• Problem statement:
State only the count of lines in the listing below that hold "village".

• The data:
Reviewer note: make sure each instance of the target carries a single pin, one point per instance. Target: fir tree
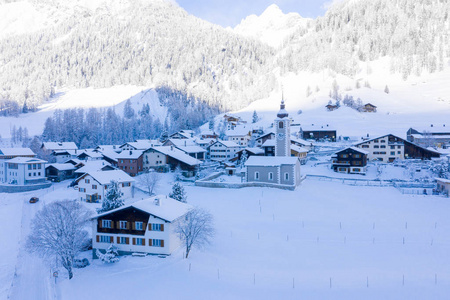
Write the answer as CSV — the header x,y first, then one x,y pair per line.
x,y
113,198
178,193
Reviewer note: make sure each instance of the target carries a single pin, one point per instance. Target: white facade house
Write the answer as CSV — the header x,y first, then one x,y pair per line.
x,y
22,171
223,150
145,226
92,186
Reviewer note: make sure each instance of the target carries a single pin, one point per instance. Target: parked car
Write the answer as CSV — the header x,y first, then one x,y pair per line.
x,y
34,199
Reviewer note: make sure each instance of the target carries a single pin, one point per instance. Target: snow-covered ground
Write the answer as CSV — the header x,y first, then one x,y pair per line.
x,y
370,242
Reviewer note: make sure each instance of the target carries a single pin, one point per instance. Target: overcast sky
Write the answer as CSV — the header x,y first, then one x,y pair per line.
x,y
231,12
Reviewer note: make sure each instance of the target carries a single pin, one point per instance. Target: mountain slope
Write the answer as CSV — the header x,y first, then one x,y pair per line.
x,y
142,42
272,26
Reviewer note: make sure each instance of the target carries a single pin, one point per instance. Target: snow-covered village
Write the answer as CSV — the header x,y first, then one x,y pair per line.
x,y
283,150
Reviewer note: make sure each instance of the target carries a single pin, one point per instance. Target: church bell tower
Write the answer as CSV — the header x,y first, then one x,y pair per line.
x,y
283,132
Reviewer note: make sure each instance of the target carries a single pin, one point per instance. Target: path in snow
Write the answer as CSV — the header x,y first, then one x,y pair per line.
x,y
32,278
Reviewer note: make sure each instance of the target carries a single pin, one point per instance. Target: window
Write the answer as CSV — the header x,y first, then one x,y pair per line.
x,y
106,223
106,239
157,227
123,224
156,243
138,225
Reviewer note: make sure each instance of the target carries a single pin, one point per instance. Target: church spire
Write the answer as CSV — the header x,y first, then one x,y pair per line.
x,y
282,113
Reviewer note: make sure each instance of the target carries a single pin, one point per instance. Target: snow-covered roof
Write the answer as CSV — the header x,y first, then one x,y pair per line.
x,y
238,131
93,166
269,143
130,154
168,208
177,154
435,129
270,161
90,153
24,160
354,149
228,144
60,146
443,180
181,142
16,152
298,149
105,177
62,167
254,150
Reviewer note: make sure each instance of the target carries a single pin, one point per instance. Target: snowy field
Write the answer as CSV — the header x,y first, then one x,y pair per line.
x,y
322,241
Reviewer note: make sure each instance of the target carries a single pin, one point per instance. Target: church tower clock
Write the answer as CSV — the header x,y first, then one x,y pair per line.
x,y
282,133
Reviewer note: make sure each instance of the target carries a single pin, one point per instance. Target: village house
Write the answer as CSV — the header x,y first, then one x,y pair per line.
x,y
223,150
443,186
388,148
318,133
182,134
58,146
59,172
188,146
281,169
331,107
434,135
23,171
145,226
350,160
13,173
92,187
240,135
165,158
131,161
369,108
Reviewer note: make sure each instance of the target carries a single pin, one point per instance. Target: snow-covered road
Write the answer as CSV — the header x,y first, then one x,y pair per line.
x,y
33,278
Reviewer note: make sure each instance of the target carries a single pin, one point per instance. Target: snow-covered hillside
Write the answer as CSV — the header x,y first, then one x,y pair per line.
x,y
272,26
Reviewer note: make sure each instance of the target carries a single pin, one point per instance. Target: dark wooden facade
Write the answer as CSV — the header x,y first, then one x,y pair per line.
x,y
349,158
318,135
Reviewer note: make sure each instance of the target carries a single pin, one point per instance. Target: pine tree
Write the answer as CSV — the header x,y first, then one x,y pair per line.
x,y
178,193
255,117
113,198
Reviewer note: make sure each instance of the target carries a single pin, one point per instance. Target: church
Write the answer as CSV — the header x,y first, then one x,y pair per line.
x,y
281,169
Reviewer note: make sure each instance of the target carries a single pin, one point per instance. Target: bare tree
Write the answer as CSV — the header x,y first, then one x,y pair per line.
x,y
58,232
149,180
196,229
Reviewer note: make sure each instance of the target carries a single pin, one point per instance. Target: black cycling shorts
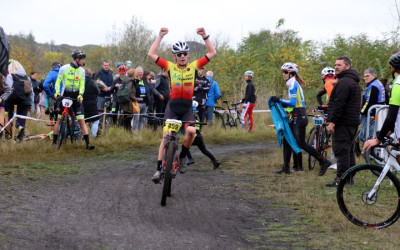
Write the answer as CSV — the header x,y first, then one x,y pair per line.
x,y
76,107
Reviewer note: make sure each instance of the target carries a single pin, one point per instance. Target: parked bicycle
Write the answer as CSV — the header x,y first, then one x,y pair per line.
x,y
319,138
68,126
368,194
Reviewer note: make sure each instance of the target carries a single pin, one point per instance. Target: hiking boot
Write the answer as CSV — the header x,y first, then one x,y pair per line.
x,y
156,177
280,171
334,183
324,166
190,161
183,165
216,164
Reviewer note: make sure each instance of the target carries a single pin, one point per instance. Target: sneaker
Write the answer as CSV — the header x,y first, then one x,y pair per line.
x,y
190,161
216,164
183,166
156,177
324,167
334,183
281,171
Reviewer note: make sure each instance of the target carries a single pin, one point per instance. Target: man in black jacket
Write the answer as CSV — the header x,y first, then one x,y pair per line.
x,y
344,116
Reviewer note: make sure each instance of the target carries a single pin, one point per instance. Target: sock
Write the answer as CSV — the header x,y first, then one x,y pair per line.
x,y
55,137
159,165
86,137
183,152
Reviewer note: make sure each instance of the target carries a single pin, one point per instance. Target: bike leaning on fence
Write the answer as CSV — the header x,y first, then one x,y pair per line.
x,y
68,125
369,195
319,138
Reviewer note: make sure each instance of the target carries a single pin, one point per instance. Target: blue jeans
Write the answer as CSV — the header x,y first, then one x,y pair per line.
x,y
363,129
210,110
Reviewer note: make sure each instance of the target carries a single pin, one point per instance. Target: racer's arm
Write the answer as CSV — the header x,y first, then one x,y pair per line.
x,y
153,49
210,47
319,95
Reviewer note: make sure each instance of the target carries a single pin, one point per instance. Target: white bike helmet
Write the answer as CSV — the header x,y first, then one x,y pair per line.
x,y
180,47
327,71
289,66
249,73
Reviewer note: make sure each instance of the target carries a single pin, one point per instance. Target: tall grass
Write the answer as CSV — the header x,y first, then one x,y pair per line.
x,y
117,139
323,226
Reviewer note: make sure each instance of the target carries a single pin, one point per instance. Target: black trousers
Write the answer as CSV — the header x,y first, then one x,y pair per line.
x,y
343,147
298,126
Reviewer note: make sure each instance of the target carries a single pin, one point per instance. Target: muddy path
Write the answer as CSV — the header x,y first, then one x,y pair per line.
x,y
112,204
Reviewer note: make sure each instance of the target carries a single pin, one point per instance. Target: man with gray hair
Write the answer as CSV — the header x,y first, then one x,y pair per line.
x,y
373,94
213,95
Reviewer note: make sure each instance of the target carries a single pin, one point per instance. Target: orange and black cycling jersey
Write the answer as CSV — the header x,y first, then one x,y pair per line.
x,y
182,80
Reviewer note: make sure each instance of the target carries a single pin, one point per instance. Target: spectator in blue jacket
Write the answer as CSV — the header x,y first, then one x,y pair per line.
x,y
49,83
106,76
213,95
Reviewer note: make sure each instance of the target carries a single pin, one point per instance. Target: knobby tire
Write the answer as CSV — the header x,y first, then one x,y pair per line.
x,y
170,151
382,210
62,136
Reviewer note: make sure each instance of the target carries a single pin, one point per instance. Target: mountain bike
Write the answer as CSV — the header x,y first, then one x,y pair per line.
x,y
319,138
170,162
230,116
368,200
68,125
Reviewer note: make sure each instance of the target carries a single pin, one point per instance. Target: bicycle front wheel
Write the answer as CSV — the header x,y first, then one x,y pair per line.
x,y
62,136
167,176
381,210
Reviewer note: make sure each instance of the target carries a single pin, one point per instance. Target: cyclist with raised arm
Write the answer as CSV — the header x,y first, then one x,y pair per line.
x,y
182,75
72,77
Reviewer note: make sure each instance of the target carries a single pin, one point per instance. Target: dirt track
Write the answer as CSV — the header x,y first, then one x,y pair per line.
x,y
118,207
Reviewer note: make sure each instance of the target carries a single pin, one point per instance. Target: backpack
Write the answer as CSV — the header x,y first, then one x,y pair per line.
x,y
123,93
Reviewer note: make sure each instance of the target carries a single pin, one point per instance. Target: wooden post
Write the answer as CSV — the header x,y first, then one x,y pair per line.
x,y
104,121
14,124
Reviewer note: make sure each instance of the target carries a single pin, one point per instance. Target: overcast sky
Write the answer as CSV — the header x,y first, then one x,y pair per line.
x,y
89,21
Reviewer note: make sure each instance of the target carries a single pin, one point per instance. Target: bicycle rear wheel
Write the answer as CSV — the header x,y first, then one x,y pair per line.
x,y
379,211
167,175
62,136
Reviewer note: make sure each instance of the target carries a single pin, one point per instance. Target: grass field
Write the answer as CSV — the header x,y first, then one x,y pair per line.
x,y
321,224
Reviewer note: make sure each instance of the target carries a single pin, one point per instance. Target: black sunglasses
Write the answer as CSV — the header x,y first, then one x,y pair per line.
x,y
180,54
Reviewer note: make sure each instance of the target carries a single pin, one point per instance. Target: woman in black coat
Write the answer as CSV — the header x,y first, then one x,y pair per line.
x,y
90,101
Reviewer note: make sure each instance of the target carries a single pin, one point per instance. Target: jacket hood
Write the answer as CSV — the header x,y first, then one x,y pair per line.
x,y
350,73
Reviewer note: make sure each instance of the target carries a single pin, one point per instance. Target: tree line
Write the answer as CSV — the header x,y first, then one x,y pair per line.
x,y
262,52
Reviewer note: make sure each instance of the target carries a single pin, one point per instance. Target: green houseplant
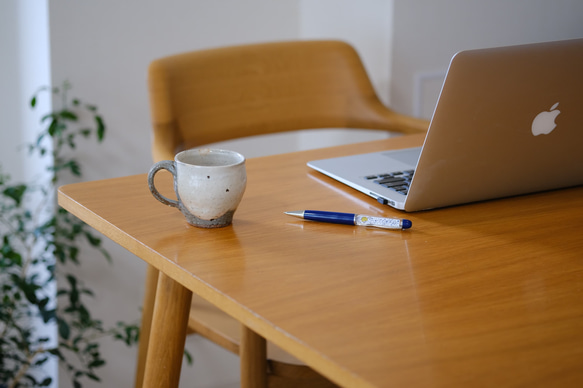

• Answer box:
2